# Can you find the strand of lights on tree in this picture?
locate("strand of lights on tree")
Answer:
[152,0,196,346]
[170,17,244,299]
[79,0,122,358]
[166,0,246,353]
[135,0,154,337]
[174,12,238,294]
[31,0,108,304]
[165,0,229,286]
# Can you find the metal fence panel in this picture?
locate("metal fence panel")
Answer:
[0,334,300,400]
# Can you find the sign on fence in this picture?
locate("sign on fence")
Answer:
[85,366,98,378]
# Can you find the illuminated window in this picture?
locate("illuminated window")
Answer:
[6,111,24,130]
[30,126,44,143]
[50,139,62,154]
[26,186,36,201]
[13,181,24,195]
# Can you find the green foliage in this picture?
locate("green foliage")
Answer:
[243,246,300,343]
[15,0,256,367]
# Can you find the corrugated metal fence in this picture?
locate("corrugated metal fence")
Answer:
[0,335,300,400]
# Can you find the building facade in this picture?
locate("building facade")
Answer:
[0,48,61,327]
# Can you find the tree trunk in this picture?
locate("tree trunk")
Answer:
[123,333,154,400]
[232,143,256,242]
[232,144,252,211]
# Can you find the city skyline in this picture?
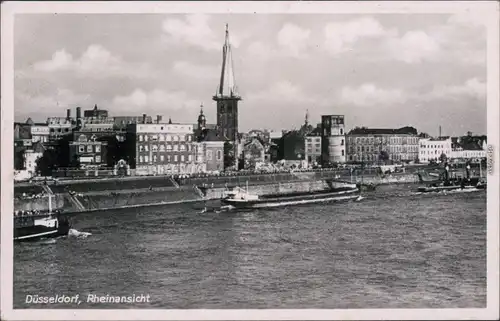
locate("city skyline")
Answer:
[15,14,486,136]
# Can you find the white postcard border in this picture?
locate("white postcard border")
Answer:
[0,1,500,320]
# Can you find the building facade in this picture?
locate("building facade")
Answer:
[68,132,108,168]
[418,138,454,163]
[126,123,202,175]
[346,127,419,163]
[31,124,50,143]
[305,128,322,166]
[243,137,266,169]
[321,115,346,165]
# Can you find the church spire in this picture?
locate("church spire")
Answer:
[216,23,239,98]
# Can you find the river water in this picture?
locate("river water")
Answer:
[14,186,486,309]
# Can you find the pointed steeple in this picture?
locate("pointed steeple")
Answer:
[198,104,207,129]
[215,24,239,98]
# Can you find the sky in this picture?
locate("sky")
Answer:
[14,14,487,136]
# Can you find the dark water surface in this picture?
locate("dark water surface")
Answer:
[14,186,486,309]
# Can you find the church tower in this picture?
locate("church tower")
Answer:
[198,104,207,130]
[213,24,241,164]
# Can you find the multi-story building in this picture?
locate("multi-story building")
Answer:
[305,127,322,166]
[83,105,108,118]
[68,132,108,167]
[194,105,225,172]
[47,107,74,141]
[31,123,50,143]
[346,127,419,163]
[212,25,241,165]
[321,115,346,165]
[243,137,266,169]
[24,142,45,177]
[418,137,453,163]
[451,135,488,161]
[126,123,198,175]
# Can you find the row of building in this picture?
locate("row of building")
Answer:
[14,25,486,180]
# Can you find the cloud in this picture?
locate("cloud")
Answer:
[323,17,397,54]
[277,23,311,57]
[112,89,199,112]
[172,61,221,79]
[33,44,151,77]
[16,88,92,111]
[422,78,486,100]
[387,30,440,63]
[340,83,408,107]
[247,80,314,103]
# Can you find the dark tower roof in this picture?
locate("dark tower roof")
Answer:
[214,24,241,100]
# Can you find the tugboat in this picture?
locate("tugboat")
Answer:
[417,163,486,193]
[14,195,71,241]
[221,181,360,209]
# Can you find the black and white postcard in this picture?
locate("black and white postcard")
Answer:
[1,1,500,320]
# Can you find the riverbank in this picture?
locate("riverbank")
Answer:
[14,172,424,213]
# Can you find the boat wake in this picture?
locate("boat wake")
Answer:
[68,229,92,239]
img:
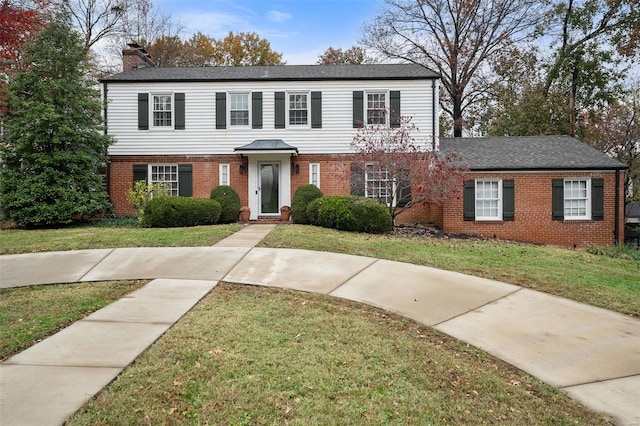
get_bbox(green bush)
[307,196,393,234]
[209,185,240,223]
[142,197,222,228]
[291,183,323,225]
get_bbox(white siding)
[107,80,437,155]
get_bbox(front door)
[258,162,280,215]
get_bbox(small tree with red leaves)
[351,116,467,220]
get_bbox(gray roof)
[233,139,298,153]
[102,64,440,82]
[440,136,626,170]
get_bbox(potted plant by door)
[280,206,291,222]
[240,206,251,223]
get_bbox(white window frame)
[149,93,175,130]
[286,91,311,129]
[364,164,396,206]
[562,178,591,220]
[147,163,180,197]
[218,163,231,186]
[474,179,503,220]
[309,163,320,188]
[227,92,251,129]
[364,90,389,126]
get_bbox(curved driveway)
[0,225,640,425]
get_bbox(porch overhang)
[233,139,298,156]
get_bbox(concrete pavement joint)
[78,248,116,282]
[430,287,524,328]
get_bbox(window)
[289,93,309,126]
[220,163,230,185]
[149,164,178,196]
[367,93,387,124]
[364,166,393,205]
[309,163,320,188]
[152,95,173,127]
[476,180,502,220]
[564,179,591,219]
[229,93,250,126]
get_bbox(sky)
[153,0,383,65]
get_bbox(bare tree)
[361,0,543,137]
[63,0,130,51]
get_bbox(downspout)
[431,78,437,151]
[613,169,620,245]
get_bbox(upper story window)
[367,93,388,124]
[564,179,591,219]
[151,95,173,127]
[289,93,309,126]
[476,179,502,220]
[229,93,250,126]
[149,164,178,196]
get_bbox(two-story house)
[102,46,625,246]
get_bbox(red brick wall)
[109,155,624,247]
[442,172,624,247]
[109,155,248,216]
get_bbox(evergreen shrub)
[291,183,324,225]
[209,185,240,223]
[142,197,222,228]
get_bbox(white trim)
[218,163,231,186]
[285,90,311,129]
[149,92,176,130]
[226,92,251,129]
[562,177,591,220]
[309,163,320,188]
[474,179,503,221]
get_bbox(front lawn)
[260,225,640,317]
[67,284,607,425]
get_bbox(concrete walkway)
[0,225,640,426]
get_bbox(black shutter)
[311,92,322,129]
[274,92,286,129]
[591,178,604,220]
[353,91,364,129]
[173,93,184,130]
[216,92,227,129]
[251,92,262,129]
[462,180,476,220]
[178,164,193,197]
[133,164,148,185]
[397,170,411,207]
[138,93,149,130]
[389,90,400,127]
[502,179,516,220]
[351,163,364,197]
[551,179,564,220]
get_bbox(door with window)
[258,162,280,215]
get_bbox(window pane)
[151,164,178,196]
[153,95,171,127]
[289,93,308,126]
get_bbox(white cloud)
[267,10,291,24]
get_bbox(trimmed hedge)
[209,185,240,223]
[307,195,393,234]
[142,197,222,228]
[291,183,324,225]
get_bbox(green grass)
[0,281,145,360]
[67,284,607,425]
[260,225,640,317]
[0,221,242,254]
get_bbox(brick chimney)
[122,42,156,72]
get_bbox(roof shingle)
[440,136,626,170]
[102,64,440,82]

-*-*-

Exercise
Report how many lines in the listing above contain the string "brick", treating case as significant. Give only the number.

The reply
2